**EXCERPTED TEXT**:
-----

One of Australia’s most prominent economic commentators has predicted Australia could be in for a turbocharged period of growth similar to that which followed the Spanish flu pandemic a century ago, as the economy emerges stronger than expected from 12 months of government life support.
Addressing the Lifespan Financial Planning National Conference on Thursday, Switzer Group’s Peter Switzer said given the speed of the vaccine roll-out globally and swathes of economic stimulus being pumped into developed economies, it was likely Australia and other markets could see a “roaring 20’s of the 21st century”.
“The makings are there that we are going to see at least two really strong years of growth,” Mr Switzer said.
“After two I think the central banks will have to back off their promises and start to raise interest rates which will change the optimism that’s around right now. But I think we’re in a really comfortable position for at least two more years of economic growth, supporting the stock market to head in the right direction.”
Mr Switzer suggested Treasury’s estimates of 2.25 per cent national economic growth for 2022-23 in this year’s budget were overly conservative, and that Australia’s economy was booming at an unprecedented level, with skilled job vacancies at their highest in 13 years.

-----

**WHAT TO WORK ON**:
For each statement, say yes or no depending on whether it agrees with the passage on Australia's economic outlook, and quote the passage's deciding words: (a) Peter Switzer expects at least two strong years of growth. (b) Switzer judged Treasury's 2.25 per cent growth estimate for 2022-23 to be too optimistic. (c) Skilled job vacancies were at their highest in 10 years. The rows come from a separate source, unrelated to the passage on Australia's economic outlook.

**SUPPLIED DATA**:
-----

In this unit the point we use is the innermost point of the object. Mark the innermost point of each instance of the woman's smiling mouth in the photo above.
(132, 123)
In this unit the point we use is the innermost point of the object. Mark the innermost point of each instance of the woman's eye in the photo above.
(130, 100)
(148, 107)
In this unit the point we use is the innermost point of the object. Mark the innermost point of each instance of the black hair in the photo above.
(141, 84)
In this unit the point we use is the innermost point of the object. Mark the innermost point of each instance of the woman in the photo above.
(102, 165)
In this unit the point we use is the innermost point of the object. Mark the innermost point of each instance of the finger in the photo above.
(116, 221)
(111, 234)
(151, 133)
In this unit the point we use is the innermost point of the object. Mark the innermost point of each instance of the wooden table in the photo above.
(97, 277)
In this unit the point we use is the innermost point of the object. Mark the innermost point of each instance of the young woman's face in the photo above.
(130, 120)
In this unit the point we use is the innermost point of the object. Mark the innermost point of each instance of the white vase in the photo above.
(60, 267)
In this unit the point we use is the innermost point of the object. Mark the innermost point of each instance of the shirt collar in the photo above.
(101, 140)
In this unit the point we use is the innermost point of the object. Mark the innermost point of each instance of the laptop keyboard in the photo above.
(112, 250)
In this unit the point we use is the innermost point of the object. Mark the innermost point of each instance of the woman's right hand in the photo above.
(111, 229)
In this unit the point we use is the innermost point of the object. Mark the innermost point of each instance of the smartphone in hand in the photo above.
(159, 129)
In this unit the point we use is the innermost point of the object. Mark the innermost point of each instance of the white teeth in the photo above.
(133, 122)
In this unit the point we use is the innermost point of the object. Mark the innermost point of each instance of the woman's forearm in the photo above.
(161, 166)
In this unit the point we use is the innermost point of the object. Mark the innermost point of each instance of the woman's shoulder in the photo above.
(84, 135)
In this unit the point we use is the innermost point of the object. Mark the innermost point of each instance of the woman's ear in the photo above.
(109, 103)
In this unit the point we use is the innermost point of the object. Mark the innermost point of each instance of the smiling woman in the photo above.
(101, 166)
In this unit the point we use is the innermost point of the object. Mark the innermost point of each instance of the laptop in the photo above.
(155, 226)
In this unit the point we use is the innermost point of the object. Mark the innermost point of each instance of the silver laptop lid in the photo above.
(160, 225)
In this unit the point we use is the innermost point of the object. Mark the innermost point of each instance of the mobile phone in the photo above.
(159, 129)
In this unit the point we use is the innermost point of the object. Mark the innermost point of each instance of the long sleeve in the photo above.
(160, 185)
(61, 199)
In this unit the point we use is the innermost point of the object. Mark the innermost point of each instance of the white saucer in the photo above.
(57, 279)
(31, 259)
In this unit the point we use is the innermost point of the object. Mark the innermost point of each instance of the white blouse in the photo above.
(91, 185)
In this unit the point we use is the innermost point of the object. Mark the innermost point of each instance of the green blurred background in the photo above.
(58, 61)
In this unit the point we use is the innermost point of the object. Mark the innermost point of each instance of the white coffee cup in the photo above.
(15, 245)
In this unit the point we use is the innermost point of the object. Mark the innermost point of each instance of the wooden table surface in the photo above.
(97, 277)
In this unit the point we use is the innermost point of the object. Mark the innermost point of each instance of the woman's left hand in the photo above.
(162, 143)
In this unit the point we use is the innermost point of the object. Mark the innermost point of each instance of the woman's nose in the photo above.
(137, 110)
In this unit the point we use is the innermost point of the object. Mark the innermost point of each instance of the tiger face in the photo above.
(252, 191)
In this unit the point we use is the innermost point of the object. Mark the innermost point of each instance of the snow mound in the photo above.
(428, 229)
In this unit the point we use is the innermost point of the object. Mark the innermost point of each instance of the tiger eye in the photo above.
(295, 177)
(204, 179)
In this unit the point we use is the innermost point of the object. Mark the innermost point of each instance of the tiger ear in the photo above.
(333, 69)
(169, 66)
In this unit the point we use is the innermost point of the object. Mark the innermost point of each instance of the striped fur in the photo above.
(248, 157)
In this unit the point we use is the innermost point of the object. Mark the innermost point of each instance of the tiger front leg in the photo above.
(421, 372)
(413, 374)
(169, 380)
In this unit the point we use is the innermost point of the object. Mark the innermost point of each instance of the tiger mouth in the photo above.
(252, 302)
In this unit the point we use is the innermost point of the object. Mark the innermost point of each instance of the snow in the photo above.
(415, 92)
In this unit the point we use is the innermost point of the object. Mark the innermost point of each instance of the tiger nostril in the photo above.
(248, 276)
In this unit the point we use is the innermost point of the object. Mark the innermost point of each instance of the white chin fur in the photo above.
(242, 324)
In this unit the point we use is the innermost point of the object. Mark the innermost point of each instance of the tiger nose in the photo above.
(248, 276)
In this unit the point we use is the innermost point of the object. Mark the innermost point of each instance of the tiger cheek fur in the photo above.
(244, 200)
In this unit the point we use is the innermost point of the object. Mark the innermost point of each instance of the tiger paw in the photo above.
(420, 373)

-----

**EXERCISE ANSWER**:
(a) Yes: "we are going to see at least two really strong years of growth"
(b) No: "overly conservative"
(c) No: "skilled job vacancies at their highest in 13 years"